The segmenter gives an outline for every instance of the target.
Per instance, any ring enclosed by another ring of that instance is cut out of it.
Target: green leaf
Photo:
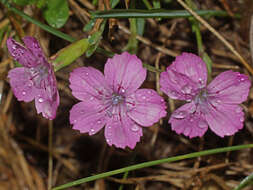
[[[54,28],[61,28],[69,17],[67,0],[51,0],[43,12],[48,24]]]
[[[136,25],[137,25],[137,34],[140,36],[143,36],[144,30],[145,30],[145,19],[144,18],[137,18],[136,19]]]
[[[20,6],[25,6],[29,4],[33,4],[36,2],[36,0],[12,0],[13,3],[20,5]]]

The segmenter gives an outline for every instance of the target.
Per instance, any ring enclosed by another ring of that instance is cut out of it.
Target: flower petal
+++
» **WORK TO DO**
Reproduce all of the records above word for word, leaving the pictures out of your answer.

» **COMPLETE RESPONSE**
The segmenter gives an outline for every instance of the target.
Per instance, any ring enclosed by another ring of that instance is cut out of it.
Target: green leaf
Photo:
[[[54,28],[61,28],[69,17],[67,0],[51,0],[43,12],[48,24]]]
[[[136,25],[137,25],[137,34],[140,36],[143,36],[144,30],[145,30],[145,19],[144,18],[137,18],[136,19]]]
[[[20,6],[25,6],[29,4],[33,4],[36,2],[36,0],[12,0],[13,3],[20,5]]]

The segmenter gives an outline for every instance of the target.
Per instance, any ring enclosed by another ring of that instance is cut out of it.
Target: flower petal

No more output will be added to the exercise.